_What you have to do_:
Rewrite the lines below, changing each "evaluation set" to "validation set" and leaving everything else as it is.

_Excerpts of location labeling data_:
▬▬▬

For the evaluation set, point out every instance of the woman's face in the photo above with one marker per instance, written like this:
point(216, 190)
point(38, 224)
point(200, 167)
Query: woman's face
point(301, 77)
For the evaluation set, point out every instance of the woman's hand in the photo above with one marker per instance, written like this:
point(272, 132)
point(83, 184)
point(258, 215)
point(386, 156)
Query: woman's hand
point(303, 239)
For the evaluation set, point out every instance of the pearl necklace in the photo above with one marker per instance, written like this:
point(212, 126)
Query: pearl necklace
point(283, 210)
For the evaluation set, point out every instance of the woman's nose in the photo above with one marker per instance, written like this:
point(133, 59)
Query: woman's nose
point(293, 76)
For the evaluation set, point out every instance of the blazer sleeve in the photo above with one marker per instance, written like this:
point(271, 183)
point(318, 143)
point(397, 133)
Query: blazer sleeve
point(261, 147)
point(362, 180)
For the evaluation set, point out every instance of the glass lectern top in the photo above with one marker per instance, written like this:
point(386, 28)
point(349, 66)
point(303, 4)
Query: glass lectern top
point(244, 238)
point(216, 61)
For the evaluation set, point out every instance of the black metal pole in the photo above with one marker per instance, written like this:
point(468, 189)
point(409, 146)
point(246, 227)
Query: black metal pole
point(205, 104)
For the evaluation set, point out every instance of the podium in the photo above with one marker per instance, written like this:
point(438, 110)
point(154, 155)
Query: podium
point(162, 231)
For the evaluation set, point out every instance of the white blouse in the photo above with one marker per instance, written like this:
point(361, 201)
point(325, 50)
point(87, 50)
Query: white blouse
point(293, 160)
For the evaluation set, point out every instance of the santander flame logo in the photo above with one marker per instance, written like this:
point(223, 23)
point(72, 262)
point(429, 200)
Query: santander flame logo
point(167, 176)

▬▬▬

_Response to this task_:
For the validation set, point out every instance of the woman's face in the photo above with one marker per instance, written like this:
point(216, 190)
point(38, 224)
point(200, 167)
Query: woman's face
point(301, 77)
For the validation set, point out every instance of the woman's hand in the photo above with one marker per instance, written like this:
point(272, 132)
point(83, 184)
point(258, 215)
point(386, 156)
Query: woman's hand
point(303, 239)
For the validation set, point out every instance of the pearl necklace in the photo above with one marker per instance, written like this:
point(212, 126)
Query: pearl necklace
point(283, 210)
For the validation set, point out every instance of the woman's nose in the photo above with one marker per instance, written like this:
point(133, 59)
Query: woman's nose
point(293, 76)
For the validation set, point out every instance of the blazer sleeve in the photo above with one marker per instance, written like this:
point(271, 183)
point(318, 143)
point(397, 133)
Query: blazer sleeve
point(261, 147)
point(362, 180)
For the validation set, point out every instance of the glass lectern top in the photo above with one marker per instance, written like this:
point(386, 28)
point(349, 66)
point(303, 4)
Query: glass lectern top
point(244, 238)
point(216, 61)
For the validation set, point out every instance of the black metal pole in the photo above with one marker per instance, written like this:
point(468, 189)
point(409, 146)
point(246, 227)
Query: black metal pole
point(205, 104)
For the validation set, point out every instance of the podium in the photo above with one marker per instance, written like this:
point(438, 110)
point(154, 155)
Query: podium
point(162, 231)
For the validation set, point out every instance of the white blouse in the photo above with one marker per instance, written like this:
point(361, 201)
point(325, 50)
point(87, 50)
Query: white blouse
point(293, 160)
For the validation set, point out every instance of the santander flame logo in the photo above with one marker per instance, written like this:
point(223, 23)
point(72, 262)
point(429, 200)
Query: santander flame logo
point(167, 176)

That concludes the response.